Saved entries
┄┄┄┄┄┄┄┄┄┄┄┄┄┄┄┄┄┄┄┄
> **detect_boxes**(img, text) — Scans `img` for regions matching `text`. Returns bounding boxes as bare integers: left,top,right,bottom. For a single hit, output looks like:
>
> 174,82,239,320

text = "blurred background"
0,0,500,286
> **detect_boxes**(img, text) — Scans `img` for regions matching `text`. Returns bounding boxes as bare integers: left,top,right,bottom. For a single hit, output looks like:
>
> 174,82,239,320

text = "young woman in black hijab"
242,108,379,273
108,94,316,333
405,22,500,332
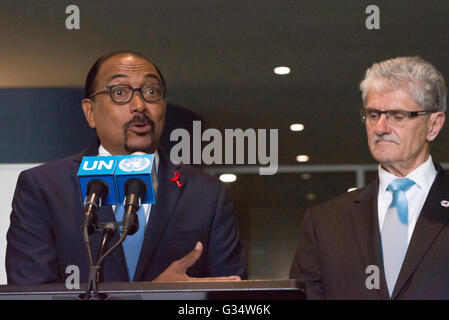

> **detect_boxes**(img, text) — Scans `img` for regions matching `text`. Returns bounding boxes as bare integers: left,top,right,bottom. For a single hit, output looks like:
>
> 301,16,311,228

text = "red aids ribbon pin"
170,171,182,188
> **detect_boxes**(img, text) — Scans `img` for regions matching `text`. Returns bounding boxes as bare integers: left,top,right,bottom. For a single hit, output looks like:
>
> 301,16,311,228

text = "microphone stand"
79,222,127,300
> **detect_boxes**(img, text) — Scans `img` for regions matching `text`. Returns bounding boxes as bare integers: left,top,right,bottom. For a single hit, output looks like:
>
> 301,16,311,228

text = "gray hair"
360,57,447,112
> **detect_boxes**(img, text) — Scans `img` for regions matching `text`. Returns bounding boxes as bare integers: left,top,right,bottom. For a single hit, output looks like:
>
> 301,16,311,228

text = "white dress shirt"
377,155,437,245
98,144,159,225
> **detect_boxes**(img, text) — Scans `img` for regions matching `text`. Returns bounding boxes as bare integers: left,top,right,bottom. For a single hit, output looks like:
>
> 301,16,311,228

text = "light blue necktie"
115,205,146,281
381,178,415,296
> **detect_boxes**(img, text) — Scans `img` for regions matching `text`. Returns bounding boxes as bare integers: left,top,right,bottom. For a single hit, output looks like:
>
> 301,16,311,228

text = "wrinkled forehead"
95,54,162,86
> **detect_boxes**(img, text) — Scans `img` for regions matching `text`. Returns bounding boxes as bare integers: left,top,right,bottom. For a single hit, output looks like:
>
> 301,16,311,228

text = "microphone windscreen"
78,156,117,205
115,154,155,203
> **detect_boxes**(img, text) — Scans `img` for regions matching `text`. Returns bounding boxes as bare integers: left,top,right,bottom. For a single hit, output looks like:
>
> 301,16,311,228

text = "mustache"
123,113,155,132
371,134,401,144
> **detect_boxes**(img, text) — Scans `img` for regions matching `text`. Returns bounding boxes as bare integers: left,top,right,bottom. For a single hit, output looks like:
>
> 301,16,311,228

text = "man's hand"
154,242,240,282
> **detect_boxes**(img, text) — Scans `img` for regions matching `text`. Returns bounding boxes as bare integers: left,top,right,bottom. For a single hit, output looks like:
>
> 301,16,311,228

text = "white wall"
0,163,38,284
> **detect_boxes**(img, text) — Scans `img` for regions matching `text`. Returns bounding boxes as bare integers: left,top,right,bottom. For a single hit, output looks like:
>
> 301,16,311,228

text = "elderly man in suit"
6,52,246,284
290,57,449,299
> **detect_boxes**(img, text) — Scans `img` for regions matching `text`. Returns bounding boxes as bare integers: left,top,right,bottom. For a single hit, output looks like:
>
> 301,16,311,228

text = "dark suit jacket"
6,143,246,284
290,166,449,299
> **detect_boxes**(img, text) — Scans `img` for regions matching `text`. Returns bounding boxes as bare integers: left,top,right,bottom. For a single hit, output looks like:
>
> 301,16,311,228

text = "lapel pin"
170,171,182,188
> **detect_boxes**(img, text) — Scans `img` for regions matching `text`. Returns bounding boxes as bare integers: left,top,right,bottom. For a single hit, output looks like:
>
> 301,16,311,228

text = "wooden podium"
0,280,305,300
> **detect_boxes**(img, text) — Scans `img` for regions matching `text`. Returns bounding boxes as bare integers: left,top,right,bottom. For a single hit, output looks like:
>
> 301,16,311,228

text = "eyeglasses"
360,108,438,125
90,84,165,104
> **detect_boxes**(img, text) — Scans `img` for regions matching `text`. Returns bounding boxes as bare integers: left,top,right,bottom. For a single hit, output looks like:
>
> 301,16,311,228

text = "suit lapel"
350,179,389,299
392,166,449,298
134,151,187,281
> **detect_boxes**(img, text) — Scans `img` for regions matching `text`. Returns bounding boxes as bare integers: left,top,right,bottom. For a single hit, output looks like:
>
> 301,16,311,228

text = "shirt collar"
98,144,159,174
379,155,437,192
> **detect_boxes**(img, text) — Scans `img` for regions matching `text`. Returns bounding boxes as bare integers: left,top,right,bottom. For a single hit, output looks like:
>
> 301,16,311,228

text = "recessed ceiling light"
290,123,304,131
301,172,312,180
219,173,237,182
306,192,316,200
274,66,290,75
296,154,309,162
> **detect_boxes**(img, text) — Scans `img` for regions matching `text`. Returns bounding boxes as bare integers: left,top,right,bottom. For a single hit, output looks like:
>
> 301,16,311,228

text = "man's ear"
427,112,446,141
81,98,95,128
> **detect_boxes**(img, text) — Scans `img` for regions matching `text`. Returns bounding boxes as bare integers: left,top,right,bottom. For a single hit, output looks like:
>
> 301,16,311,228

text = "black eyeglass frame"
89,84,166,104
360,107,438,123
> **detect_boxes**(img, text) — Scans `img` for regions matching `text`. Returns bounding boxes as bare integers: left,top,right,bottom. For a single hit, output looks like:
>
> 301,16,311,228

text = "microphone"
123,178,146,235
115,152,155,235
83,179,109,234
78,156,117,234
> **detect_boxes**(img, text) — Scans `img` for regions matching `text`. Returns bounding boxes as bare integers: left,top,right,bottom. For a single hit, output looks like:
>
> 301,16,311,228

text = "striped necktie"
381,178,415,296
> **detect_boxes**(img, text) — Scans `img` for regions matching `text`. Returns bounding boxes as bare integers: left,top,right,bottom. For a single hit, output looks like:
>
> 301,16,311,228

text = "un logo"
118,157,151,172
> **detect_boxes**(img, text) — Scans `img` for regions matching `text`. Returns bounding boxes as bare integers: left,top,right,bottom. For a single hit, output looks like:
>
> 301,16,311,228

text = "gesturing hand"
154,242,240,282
┄┄┄┄┄┄┄┄┄┄┄┄┄┄┄┄┄┄┄┄
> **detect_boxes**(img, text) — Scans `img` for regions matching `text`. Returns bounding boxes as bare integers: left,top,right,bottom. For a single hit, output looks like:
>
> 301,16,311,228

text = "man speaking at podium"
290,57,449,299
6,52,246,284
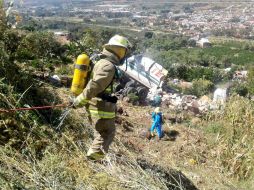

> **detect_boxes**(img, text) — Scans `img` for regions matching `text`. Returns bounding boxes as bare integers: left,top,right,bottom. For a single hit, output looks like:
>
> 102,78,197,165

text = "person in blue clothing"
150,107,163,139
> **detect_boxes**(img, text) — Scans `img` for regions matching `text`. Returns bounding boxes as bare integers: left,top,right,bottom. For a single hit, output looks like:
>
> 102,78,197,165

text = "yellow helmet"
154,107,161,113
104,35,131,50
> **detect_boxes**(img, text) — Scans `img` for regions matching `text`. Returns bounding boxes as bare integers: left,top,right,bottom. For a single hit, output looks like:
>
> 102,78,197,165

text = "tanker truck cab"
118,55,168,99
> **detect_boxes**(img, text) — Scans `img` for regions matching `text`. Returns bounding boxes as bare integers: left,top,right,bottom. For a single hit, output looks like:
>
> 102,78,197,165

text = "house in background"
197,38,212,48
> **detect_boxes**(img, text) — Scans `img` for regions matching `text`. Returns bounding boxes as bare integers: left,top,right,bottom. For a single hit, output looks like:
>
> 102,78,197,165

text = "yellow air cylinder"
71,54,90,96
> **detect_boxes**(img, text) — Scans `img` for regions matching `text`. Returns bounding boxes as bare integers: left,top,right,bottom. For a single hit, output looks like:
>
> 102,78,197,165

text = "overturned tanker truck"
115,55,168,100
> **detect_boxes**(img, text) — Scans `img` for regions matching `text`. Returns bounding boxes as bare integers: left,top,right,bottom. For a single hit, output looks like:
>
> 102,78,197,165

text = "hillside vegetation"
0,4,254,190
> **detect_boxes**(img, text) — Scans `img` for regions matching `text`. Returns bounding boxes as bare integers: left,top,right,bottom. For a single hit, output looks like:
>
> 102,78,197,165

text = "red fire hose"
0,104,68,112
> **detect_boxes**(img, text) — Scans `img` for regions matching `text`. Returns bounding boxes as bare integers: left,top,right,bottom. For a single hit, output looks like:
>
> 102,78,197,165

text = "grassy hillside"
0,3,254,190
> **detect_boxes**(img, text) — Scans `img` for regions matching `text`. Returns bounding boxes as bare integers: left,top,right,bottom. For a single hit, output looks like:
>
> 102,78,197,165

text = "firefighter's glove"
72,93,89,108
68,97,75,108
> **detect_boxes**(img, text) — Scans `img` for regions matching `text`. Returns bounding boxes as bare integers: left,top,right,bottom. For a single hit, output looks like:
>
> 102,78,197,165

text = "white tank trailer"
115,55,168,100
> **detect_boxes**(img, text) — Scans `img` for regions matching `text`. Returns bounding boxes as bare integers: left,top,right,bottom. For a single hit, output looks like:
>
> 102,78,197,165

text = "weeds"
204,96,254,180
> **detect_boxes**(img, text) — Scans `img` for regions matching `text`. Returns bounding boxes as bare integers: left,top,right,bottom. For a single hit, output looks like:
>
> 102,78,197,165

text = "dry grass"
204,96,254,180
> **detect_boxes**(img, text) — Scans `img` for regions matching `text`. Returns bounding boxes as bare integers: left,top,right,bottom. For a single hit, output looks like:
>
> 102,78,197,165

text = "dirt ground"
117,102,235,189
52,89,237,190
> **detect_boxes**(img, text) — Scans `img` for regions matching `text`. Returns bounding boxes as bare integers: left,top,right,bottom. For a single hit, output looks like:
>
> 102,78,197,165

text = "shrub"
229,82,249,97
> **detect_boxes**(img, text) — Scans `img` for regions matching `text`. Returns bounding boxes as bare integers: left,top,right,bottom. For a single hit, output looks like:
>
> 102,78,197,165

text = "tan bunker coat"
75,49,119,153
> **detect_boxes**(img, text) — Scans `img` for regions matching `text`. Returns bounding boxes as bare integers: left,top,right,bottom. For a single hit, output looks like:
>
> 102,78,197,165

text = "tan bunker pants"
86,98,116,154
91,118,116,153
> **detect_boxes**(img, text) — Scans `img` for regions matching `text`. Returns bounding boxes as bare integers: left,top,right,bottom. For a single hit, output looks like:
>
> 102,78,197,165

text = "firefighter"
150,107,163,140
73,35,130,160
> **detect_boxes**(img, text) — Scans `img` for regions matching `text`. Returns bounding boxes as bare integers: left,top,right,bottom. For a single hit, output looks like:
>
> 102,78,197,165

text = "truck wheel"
┄┄┄┄┄┄┄┄┄┄┄┄┄┄┄┄┄┄┄┄
[TASK PROMPT] Count the lines in the material above that contain the string "podium", matching case exactly, and give only the number.

[CORRECT RESULT] 2